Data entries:
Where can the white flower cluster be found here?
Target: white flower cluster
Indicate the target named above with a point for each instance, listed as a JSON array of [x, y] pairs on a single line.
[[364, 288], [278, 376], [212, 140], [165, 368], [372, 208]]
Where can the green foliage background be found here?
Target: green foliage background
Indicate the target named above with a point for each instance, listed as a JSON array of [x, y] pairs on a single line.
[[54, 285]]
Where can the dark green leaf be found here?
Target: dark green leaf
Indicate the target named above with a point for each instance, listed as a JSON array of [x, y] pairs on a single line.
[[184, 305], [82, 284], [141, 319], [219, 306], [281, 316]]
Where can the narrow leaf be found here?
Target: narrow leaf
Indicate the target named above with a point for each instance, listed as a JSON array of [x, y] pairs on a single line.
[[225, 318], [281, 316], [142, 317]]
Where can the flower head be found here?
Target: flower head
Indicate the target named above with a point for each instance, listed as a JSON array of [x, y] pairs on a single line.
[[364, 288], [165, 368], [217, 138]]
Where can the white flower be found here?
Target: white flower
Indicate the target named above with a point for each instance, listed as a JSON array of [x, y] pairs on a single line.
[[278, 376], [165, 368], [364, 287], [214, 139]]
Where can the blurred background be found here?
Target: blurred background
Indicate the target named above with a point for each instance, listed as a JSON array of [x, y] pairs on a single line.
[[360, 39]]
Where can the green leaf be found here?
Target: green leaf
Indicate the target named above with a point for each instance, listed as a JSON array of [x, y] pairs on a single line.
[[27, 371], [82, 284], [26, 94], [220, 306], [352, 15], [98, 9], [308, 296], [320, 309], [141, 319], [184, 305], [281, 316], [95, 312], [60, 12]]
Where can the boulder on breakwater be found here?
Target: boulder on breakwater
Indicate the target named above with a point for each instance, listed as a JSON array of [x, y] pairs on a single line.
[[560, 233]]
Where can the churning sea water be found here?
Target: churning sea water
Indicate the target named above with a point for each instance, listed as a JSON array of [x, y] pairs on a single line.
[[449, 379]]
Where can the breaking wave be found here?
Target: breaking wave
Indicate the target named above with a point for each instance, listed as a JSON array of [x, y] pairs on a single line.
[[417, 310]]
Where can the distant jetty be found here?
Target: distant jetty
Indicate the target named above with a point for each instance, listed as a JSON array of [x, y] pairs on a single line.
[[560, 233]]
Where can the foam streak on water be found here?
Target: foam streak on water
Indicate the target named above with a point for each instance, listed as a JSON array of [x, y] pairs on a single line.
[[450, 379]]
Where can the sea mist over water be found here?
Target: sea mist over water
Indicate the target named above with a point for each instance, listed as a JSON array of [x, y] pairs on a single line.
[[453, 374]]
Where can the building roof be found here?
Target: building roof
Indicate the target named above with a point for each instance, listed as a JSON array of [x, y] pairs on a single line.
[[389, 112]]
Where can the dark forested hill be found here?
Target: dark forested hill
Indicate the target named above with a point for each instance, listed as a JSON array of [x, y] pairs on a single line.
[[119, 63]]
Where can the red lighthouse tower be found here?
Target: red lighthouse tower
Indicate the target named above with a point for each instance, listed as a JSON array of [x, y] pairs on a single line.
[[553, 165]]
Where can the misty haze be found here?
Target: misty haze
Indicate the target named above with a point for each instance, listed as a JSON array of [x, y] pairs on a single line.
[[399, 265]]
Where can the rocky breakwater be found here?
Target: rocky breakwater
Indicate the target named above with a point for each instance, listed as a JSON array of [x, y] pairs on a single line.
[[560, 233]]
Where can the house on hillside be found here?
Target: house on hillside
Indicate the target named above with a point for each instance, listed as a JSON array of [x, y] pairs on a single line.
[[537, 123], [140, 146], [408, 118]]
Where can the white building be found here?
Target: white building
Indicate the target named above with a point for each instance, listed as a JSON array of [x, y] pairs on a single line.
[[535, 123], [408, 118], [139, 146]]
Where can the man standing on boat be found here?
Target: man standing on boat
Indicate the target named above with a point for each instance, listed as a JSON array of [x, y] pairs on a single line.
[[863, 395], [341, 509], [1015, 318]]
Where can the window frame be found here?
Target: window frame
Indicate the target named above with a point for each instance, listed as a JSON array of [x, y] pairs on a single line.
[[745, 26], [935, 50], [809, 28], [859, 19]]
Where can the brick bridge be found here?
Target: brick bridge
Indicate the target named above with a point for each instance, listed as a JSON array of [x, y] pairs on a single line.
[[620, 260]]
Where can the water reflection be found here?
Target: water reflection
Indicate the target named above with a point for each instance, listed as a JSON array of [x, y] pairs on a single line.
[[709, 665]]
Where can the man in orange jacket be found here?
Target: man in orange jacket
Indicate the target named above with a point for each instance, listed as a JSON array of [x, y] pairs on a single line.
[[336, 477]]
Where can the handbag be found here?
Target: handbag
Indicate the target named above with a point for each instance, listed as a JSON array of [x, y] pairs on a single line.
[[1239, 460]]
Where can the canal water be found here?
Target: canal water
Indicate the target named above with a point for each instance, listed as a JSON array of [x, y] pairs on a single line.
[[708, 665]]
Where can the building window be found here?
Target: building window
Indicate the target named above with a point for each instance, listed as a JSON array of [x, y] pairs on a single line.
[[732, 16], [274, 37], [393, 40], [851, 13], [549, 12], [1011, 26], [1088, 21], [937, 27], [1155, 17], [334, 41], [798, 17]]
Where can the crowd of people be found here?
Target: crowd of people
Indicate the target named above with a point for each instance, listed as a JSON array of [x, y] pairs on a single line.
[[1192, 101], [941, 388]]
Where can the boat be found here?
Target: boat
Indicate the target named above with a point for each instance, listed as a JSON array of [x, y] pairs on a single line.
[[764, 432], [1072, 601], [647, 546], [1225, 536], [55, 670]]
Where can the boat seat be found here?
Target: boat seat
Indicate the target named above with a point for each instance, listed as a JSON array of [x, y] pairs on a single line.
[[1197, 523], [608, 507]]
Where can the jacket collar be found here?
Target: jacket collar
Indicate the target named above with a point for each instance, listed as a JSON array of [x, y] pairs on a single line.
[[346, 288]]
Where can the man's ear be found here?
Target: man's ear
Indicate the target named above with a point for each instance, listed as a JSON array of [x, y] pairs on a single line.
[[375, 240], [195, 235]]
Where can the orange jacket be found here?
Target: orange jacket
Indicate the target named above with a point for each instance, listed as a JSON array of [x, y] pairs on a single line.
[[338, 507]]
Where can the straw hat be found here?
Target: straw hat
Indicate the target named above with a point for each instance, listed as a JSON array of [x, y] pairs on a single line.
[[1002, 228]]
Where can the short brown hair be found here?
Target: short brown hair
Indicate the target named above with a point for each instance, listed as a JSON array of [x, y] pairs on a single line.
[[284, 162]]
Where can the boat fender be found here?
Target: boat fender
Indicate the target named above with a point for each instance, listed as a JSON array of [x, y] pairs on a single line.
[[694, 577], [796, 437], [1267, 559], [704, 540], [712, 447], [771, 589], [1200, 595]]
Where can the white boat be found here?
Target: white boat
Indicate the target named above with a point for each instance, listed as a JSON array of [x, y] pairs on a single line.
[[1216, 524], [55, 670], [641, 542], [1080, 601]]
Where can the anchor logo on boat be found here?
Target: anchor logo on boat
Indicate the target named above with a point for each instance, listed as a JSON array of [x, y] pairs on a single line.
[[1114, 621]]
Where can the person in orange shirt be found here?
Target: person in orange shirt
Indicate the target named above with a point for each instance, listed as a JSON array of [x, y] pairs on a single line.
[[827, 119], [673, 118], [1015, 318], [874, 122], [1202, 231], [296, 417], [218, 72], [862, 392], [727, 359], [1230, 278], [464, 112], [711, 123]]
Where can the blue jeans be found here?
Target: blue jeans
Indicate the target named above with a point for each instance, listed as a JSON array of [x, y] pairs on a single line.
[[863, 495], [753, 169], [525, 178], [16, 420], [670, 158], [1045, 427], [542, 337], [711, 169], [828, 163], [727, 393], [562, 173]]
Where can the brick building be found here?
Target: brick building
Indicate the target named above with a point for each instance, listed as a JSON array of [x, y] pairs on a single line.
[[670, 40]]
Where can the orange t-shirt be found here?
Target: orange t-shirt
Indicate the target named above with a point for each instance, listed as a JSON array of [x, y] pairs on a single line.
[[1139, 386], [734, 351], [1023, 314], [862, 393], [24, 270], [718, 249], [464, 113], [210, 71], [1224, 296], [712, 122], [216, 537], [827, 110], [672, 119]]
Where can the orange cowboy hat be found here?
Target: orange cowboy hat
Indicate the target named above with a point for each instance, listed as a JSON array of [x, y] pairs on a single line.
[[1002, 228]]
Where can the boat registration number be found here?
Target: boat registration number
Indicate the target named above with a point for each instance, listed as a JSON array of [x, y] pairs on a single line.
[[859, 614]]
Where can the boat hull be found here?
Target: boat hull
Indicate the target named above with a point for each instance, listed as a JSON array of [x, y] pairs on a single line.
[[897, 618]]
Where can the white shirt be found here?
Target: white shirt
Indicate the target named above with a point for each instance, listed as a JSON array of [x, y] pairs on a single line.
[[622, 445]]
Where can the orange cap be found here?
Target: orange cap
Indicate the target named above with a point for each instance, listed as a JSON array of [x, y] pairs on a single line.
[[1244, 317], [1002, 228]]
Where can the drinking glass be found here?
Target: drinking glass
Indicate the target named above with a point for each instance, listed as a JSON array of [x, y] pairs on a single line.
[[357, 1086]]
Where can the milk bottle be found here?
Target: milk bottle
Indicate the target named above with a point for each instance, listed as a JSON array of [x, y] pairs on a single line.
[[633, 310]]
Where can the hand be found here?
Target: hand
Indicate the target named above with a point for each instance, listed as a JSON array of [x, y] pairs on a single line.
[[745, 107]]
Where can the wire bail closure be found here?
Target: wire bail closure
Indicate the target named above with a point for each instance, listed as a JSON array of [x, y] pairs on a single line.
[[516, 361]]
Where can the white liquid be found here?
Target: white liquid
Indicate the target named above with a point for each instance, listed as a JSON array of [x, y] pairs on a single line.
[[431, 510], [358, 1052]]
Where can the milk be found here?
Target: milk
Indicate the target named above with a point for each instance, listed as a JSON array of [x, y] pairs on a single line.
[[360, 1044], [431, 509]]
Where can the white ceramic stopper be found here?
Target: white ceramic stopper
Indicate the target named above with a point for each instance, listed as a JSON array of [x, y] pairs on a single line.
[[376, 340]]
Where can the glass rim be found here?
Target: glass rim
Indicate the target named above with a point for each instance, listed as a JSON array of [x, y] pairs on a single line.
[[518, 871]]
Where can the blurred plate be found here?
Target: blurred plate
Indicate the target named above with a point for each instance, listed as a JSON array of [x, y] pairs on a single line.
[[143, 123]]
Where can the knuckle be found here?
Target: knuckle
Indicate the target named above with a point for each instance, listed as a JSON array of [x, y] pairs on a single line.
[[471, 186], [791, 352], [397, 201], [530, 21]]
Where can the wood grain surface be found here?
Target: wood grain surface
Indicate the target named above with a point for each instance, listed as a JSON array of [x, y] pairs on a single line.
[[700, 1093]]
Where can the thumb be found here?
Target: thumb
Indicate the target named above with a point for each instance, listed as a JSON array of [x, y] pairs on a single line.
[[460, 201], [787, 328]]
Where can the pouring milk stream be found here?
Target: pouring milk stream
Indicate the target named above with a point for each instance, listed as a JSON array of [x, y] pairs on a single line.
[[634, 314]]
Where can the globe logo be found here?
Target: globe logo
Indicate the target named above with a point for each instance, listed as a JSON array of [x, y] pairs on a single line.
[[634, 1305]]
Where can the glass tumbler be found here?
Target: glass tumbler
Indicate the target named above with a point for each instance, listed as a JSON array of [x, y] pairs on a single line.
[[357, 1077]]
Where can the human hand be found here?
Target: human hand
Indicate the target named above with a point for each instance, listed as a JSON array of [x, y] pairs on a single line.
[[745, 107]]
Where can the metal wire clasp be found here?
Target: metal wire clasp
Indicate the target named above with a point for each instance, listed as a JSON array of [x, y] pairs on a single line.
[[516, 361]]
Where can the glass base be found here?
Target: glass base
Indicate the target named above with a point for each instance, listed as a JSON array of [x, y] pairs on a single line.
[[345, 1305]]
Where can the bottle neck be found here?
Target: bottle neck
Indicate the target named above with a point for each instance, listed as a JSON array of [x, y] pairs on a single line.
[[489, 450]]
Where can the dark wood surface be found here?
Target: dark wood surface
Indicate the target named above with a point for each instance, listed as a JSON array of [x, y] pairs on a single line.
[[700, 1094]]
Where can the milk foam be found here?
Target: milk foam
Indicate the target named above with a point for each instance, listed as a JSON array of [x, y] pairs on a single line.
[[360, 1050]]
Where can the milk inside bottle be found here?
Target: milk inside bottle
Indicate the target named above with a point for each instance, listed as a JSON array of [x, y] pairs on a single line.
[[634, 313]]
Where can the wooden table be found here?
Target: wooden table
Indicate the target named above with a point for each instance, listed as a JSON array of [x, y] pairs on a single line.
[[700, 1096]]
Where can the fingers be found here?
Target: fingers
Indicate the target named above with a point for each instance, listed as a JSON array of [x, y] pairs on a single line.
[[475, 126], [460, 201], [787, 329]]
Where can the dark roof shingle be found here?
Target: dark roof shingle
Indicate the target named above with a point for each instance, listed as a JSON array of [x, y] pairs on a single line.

**The request**
Please lay out the lines starting with the line containing "Where can the pouring" and going on through the line containing "[[634, 314]]" as a two-column CSV with the columns text and answer. Put the text and its answer each in one quoted field, with line breaks replaced by spaces.

**Response to the exercise**
text,answer
"Where can the pouring milk stream be found here? Target: pouring milk stream Indicate the target named above with a point for each instance, listed as a JSON array of [x, y] pairs on a single line.","[[634, 314]]"